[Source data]
--- BEGIN ---
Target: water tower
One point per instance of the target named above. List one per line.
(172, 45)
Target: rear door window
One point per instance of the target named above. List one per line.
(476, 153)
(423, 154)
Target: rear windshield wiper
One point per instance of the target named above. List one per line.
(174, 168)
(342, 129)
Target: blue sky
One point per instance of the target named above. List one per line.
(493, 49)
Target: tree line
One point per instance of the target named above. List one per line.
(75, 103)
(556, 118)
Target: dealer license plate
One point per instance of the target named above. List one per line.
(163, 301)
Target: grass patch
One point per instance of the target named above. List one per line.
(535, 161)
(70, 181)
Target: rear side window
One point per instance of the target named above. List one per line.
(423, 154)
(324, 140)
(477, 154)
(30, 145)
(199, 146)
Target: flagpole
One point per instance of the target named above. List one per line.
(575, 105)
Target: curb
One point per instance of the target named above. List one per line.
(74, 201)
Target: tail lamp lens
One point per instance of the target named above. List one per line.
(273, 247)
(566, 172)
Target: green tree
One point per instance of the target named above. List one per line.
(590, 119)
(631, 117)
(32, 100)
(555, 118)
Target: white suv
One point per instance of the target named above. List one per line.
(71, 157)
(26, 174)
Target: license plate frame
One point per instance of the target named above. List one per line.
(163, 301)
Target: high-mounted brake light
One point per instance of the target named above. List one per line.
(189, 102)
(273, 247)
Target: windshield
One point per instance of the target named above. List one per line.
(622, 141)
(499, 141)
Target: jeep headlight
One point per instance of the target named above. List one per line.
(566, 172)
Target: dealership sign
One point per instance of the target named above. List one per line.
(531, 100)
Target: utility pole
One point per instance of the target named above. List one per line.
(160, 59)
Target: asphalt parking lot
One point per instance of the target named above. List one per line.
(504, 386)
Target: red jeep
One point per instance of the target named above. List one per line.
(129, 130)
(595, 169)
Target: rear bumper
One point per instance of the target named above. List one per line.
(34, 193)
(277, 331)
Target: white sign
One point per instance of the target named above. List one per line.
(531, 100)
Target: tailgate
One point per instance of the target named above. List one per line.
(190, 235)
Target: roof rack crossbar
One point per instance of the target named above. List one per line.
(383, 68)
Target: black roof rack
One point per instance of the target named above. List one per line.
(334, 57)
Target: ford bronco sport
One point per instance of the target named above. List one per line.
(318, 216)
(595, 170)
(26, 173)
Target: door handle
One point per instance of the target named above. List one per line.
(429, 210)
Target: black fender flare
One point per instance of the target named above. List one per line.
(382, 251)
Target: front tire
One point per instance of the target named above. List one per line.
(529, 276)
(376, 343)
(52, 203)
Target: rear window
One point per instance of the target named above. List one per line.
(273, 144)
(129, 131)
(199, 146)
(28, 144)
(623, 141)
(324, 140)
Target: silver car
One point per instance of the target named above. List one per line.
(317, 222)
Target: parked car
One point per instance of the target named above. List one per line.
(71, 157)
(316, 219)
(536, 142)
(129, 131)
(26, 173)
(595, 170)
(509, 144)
--- END ---
--- BEGIN ---
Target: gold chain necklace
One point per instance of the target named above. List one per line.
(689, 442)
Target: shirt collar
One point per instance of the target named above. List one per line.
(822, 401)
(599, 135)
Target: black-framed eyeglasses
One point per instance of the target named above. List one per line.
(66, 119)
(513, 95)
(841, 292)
--- END ---
--- BEGIN ---
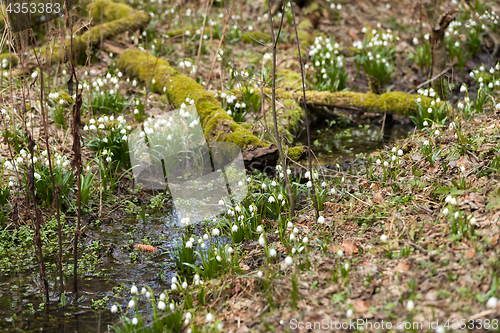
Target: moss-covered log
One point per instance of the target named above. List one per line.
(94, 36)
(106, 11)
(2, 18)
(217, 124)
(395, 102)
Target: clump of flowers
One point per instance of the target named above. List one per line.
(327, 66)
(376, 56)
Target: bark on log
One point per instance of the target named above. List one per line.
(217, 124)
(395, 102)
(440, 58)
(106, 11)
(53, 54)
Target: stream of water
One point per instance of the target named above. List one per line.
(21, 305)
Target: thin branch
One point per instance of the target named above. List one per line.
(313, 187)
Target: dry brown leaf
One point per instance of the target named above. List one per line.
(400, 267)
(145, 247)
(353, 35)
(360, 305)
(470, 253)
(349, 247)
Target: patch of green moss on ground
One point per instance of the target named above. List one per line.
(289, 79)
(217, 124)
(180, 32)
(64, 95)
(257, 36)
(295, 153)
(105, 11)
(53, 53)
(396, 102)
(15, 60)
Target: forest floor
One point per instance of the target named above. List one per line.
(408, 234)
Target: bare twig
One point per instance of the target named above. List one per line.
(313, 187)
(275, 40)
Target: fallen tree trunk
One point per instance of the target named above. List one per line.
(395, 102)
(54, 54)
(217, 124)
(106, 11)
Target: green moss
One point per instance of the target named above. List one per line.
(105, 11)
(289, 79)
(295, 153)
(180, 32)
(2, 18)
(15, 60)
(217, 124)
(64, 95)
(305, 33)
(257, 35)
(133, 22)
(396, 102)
--- END ---
● **Goal of the exercise**: Pull out every line of the entries above that contains the word "rear".

● **Response to this exercise**:
Target: rear door window
Target: rear windshield wiper
Target: rear side window
Target: rear bumper
Target: rear window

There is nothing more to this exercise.